■ DIRECTIONS FOR THIS TASK ■
Give the stretch from the line containing "of the dense" through the end of the records as a JSON list of strings, one string per line, leaving out any blank lines.

■ DATASET EXCERPTS ■
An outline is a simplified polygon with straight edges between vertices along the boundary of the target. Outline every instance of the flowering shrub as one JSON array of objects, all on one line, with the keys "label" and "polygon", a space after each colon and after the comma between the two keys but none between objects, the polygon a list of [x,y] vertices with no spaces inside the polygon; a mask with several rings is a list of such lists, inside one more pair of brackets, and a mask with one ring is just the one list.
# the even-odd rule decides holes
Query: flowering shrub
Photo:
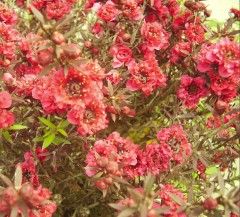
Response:
[{"label": "flowering shrub", "polygon": [[240,12],[210,14],[2,1],[0,217],[239,216]]}]

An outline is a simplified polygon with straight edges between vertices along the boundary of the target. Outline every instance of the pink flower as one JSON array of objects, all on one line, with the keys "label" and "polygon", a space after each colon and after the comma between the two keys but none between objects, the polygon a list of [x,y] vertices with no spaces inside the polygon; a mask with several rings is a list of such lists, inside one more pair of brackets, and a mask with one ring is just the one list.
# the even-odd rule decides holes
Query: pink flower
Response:
[{"label": "pink flower", "polygon": [[112,69],[106,74],[106,80],[110,81],[113,85],[119,84],[121,81],[120,74],[117,70]]},{"label": "pink flower", "polygon": [[147,169],[154,175],[170,170],[170,159],[172,152],[167,144],[152,142],[146,145]]},{"label": "pink flower", "polygon": [[[171,59],[170,61],[172,63],[184,63],[185,57],[187,57],[187,52],[191,53],[191,44],[189,42],[179,42],[176,45],[174,45],[171,49]],[[184,52],[185,51],[185,52]]]},{"label": "pink flower", "polygon": [[107,127],[107,115],[105,104],[101,101],[93,100],[84,107],[73,106],[68,112],[68,121],[78,125],[78,133],[81,135],[91,135]]},{"label": "pink flower", "polygon": [[12,105],[12,96],[7,91],[0,92],[0,109],[9,108]]},{"label": "pink flower", "polygon": [[21,167],[23,173],[22,183],[31,182],[32,185],[37,188],[40,185],[40,183],[38,180],[34,160],[28,159],[25,160],[24,162],[19,163],[18,165]]},{"label": "pink flower", "polygon": [[181,88],[178,90],[178,98],[184,101],[188,108],[195,108],[200,98],[208,95],[205,87],[206,81],[202,77],[192,78],[188,75],[181,77]]},{"label": "pink flower", "polygon": [[125,44],[112,46],[109,53],[113,56],[113,68],[118,68],[124,64],[128,66],[132,60],[132,50]]},{"label": "pink flower", "polygon": [[190,42],[201,43],[205,40],[205,31],[204,28],[200,25],[196,25],[193,23],[186,24],[186,30],[184,31],[184,33]]},{"label": "pink flower", "polygon": [[95,3],[93,8],[97,10],[97,16],[106,22],[116,20],[121,13],[112,1],[107,1],[102,6],[99,3]]},{"label": "pink flower", "polygon": [[60,19],[71,11],[71,4],[64,1],[47,2],[46,15],[48,19]]},{"label": "pink flower", "polygon": [[0,128],[5,129],[14,124],[14,114],[6,109],[0,109]]},{"label": "pink flower", "polygon": [[145,39],[150,50],[166,49],[169,46],[168,32],[165,31],[159,22],[143,22],[141,35]]},{"label": "pink flower", "polygon": [[221,77],[237,76],[240,70],[240,47],[228,38],[202,47],[196,60],[200,72],[214,70]]},{"label": "pink flower", "polygon": [[133,20],[140,20],[143,18],[143,10],[138,6],[138,0],[128,0],[122,3],[123,15]]},{"label": "pink flower", "polygon": [[175,189],[173,185],[160,185],[161,190],[158,192],[158,196],[161,198],[161,207],[170,207],[171,210],[164,212],[164,217],[187,217],[184,212],[176,213],[181,204],[177,203],[172,197],[168,194],[172,193],[178,196],[183,202],[187,202],[183,193]]},{"label": "pink flower", "polygon": [[8,25],[17,23],[18,15],[14,10],[7,8],[4,4],[0,3],[0,21]]},{"label": "pink flower", "polygon": [[141,90],[148,96],[158,87],[166,85],[166,76],[158,67],[156,60],[145,60],[140,63],[131,62],[128,66],[131,73],[127,88],[131,91]]},{"label": "pink flower", "polygon": [[169,145],[172,152],[172,160],[181,164],[183,157],[192,153],[192,145],[188,142],[181,125],[172,125],[170,128],[162,128],[157,133],[160,144]]}]

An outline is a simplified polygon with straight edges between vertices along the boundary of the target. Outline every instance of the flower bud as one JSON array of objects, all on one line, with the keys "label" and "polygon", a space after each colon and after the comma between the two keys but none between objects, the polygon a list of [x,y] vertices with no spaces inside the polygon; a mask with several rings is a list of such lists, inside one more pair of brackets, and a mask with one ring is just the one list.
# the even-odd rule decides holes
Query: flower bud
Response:
[{"label": "flower bud", "polygon": [[10,206],[13,206],[18,202],[19,196],[15,188],[7,187],[3,191],[2,199]]},{"label": "flower bud", "polygon": [[227,109],[227,103],[222,101],[222,100],[218,100],[216,103],[215,103],[215,110],[216,112],[219,114],[219,115],[222,115],[226,109]]},{"label": "flower bud", "polygon": [[20,195],[23,199],[29,200],[33,195],[33,186],[30,183],[25,183],[20,189]]},{"label": "flower bud", "polygon": [[40,65],[47,65],[53,60],[53,53],[49,50],[41,50],[38,52],[38,63]]},{"label": "flower bud", "polygon": [[85,47],[85,48],[89,49],[89,48],[91,48],[92,46],[93,46],[93,43],[92,43],[91,41],[85,41],[85,42],[84,42],[84,47]]},{"label": "flower bud", "polygon": [[212,197],[208,197],[203,203],[203,207],[206,210],[214,210],[217,208],[217,206],[218,206],[218,201]]},{"label": "flower bud", "polygon": [[65,41],[65,38],[62,33],[56,31],[52,34],[52,40],[55,44],[62,44]]},{"label": "flower bud", "polygon": [[108,185],[112,185],[113,184],[113,178],[112,177],[106,177],[104,182]]},{"label": "flower bud", "polygon": [[100,157],[97,159],[97,165],[104,168],[108,164],[108,158],[106,157]]},{"label": "flower bud", "polygon": [[96,181],[95,185],[99,190],[105,190],[108,187],[104,181]]},{"label": "flower bud", "polygon": [[109,173],[116,173],[118,171],[118,163],[114,161],[110,161],[106,167]]}]

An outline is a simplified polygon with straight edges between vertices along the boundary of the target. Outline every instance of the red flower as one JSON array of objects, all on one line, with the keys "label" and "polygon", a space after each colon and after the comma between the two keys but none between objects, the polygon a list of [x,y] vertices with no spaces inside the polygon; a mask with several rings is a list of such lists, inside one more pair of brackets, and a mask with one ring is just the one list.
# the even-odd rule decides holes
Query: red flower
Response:
[{"label": "red flower", "polygon": [[17,23],[18,15],[14,10],[9,9],[4,4],[0,3],[0,22],[4,22],[8,25],[14,25]]},{"label": "red flower", "polygon": [[157,61],[149,59],[140,63],[132,62],[128,70],[131,77],[126,86],[131,91],[141,90],[147,96],[158,87],[166,85],[166,76],[158,67]]},{"label": "red flower", "polygon": [[172,152],[167,144],[152,142],[146,145],[147,169],[154,175],[170,170],[170,159]]},{"label": "red flower", "polygon": [[68,112],[68,121],[78,125],[81,135],[94,134],[107,127],[105,105],[101,101],[91,101],[84,107],[72,106]]},{"label": "red flower", "polygon": [[187,217],[184,212],[177,212],[177,210],[181,208],[181,204],[173,200],[168,194],[168,192],[172,193],[178,196],[183,202],[187,202],[183,193],[180,190],[175,189],[173,185],[160,185],[160,187],[161,190],[158,192],[158,196],[161,198],[161,206],[171,208],[171,210],[164,212],[164,217]]},{"label": "red flower", "polygon": [[12,105],[12,96],[7,91],[0,92],[0,109],[9,108]]},{"label": "red flower", "polygon": [[117,85],[121,81],[120,74],[115,69],[112,69],[106,74],[106,79],[114,85]]},{"label": "red flower", "polygon": [[228,38],[222,38],[215,44],[203,46],[196,57],[200,72],[214,70],[223,78],[232,75],[238,76],[240,70],[239,58],[239,45]]},{"label": "red flower", "polygon": [[95,3],[93,8],[97,10],[97,16],[106,22],[116,20],[117,16],[121,13],[110,0],[102,6],[99,3]]},{"label": "red flower", "polygon": [[166,49],[169,46],[168,32],[166,32],[159,22],[143,22],[141,35],[146,40],[150,50]]},{"label": "red flower", "polygon": [[163,128],[157,133],[160,144],[169,145],[172,152],[172,160],[181,164],[183,157],[192,153],[192,146],[188,142],[186,134],[181,125],[172,125]]},{"label": "red flower", "polygon": [[14,114],[6,109],[0,109],[0,128],[5,129],[14,124]]},{"label": "red flower", "polygon": [[202,77],[192,78],[188,75],[181,77],[182,87],[178,90],[178,98],[184,101],[188,108],[195,108],[200,98],[208,95],[208,89],[205,88],[206,81]]},{"label": "red flower", "polygon": [[[36,167],[33,159],[28,159],[22,163],[19,163],[22,168],[22,183],[31,182],[35,188],[39,186],[38,175],[36,173]],[[17,165],[17,166],[18,166]]]},{"label": "red flower", "polygon": [[60,19],[71,11],[71,4],[67,1],[47,2],[46,15],[48,19]]},{"label": "red flower", "polygon": [[140,20],[143,18],[143,10],[138,6],[138,0],[123,1],[122,12],[123,15],[133,20]]},{"label": "red flower", "polygon": [[124,64],[128,66],[132,60],[132,50],[125,44],[112,46],[109,53],[113,56],[113,68],[118,68]]},{"label": "red flower", "polygon": [[[186,51],[186,52],[184,52]],[[179,42],[176,45],[174,45],[171,49],[171,62],[172,63],[183,63],[183,60],[185,57],[187,57],[187,52],[190,54],[191,53],[191,44],[189,42]]]},{"label": "red flower", "polygon": [[190,42],[201,43],[205,40],[204,28],[200,25],[193,23],[186,24],[186,30],[184,31],[186,37]]}]

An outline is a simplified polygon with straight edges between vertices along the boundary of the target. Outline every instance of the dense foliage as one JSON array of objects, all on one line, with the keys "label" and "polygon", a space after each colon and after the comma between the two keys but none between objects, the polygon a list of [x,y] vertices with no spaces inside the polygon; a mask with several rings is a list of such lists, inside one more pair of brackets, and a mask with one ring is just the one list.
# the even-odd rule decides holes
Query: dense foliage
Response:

■ CORRECT RESPONSE ■
[
  "An outline is a simplified polygon with straight edges between vertices along the boundary of the target. Outline every instance of the dense foliage as one JSON array of objects, all on one line, with the keys \"label\" and \"polygon\", a space after each colon and after the comma between the two keys but none between objects, the polygon a list of [x,y] vertices with no spaces inside the polygon; a mask with several rings is a list of such lists, inside one more pair of brackets, and a mask with one ring is just the one list.",
  "# the even-odd rule decides holes",
  "Query: dense foliage",
  "Response:"
]